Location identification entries
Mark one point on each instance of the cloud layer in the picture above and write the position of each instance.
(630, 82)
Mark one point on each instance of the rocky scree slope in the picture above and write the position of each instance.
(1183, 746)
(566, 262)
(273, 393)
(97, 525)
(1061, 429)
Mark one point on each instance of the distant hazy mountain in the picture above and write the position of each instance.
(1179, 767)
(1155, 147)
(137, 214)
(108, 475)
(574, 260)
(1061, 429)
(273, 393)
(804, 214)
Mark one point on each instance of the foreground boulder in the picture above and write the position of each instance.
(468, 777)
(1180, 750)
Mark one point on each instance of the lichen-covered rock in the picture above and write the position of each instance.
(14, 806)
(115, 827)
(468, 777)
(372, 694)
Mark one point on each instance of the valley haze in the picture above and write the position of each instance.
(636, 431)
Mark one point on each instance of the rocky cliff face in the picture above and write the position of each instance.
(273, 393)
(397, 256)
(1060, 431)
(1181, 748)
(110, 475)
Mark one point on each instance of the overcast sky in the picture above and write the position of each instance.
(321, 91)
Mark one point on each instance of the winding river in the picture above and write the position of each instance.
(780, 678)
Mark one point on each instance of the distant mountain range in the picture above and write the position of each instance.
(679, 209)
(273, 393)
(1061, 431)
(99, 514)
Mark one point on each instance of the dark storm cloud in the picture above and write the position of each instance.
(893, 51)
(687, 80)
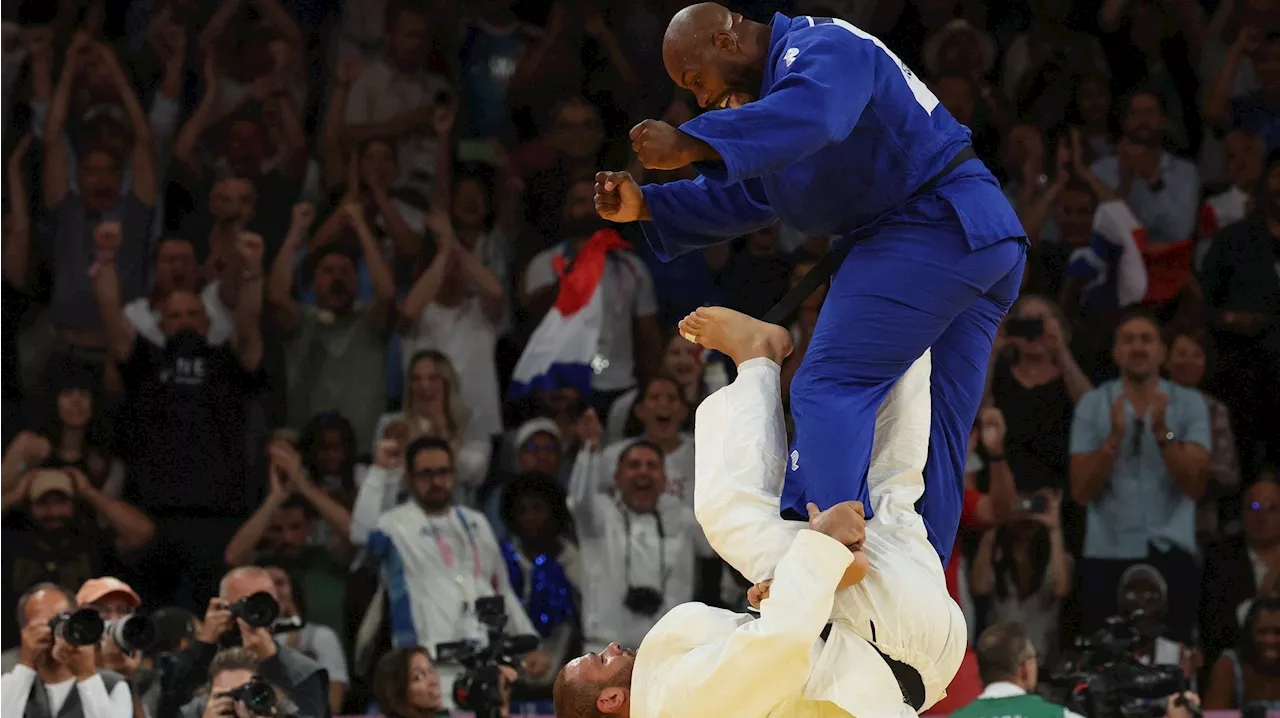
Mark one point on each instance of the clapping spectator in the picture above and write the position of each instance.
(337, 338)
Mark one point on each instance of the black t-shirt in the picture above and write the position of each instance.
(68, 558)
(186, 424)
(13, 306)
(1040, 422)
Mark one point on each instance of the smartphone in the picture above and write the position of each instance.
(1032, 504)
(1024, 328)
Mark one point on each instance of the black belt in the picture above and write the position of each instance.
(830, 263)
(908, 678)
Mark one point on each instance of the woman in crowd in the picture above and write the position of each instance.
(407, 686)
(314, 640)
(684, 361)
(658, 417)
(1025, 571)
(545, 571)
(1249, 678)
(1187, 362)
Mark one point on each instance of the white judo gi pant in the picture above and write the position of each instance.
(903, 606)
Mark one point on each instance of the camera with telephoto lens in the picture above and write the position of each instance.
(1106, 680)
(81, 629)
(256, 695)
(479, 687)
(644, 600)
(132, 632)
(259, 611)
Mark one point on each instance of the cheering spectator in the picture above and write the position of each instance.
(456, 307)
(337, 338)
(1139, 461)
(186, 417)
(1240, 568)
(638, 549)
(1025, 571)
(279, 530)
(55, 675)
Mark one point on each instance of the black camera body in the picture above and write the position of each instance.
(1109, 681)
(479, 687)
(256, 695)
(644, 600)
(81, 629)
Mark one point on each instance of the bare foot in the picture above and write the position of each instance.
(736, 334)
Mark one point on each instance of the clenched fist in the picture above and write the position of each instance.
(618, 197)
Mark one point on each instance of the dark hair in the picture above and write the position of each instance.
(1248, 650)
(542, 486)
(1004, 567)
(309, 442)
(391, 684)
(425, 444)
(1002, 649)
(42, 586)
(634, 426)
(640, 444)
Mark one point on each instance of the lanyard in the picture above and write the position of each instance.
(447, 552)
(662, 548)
--
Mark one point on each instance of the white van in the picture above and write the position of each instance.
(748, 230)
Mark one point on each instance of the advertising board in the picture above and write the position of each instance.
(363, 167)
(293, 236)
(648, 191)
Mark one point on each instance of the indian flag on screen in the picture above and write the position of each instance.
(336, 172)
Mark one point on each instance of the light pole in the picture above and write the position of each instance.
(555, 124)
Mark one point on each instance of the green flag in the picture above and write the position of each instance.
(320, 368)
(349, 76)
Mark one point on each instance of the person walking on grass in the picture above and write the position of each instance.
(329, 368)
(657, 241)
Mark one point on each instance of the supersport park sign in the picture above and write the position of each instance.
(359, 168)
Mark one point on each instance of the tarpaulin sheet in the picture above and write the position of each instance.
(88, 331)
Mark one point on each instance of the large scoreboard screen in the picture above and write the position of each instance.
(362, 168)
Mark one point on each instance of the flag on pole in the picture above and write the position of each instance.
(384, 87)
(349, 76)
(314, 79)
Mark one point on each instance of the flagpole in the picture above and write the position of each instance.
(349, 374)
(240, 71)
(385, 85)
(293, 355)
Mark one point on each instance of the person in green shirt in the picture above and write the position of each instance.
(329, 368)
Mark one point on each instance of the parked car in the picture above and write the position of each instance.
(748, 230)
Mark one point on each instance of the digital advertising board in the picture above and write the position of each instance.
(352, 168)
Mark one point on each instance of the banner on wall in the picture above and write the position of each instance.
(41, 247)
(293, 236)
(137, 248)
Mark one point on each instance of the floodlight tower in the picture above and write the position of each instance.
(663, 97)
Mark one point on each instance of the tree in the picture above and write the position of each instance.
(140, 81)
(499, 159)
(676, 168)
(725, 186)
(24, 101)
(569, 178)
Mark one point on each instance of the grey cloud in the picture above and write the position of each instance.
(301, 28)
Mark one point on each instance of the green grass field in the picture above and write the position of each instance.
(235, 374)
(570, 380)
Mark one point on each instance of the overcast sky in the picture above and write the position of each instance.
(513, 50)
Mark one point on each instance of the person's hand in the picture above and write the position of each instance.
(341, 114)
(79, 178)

Problem –
Count the lines in the listing above that contain the word "white", and give only that number.

Written answer –
2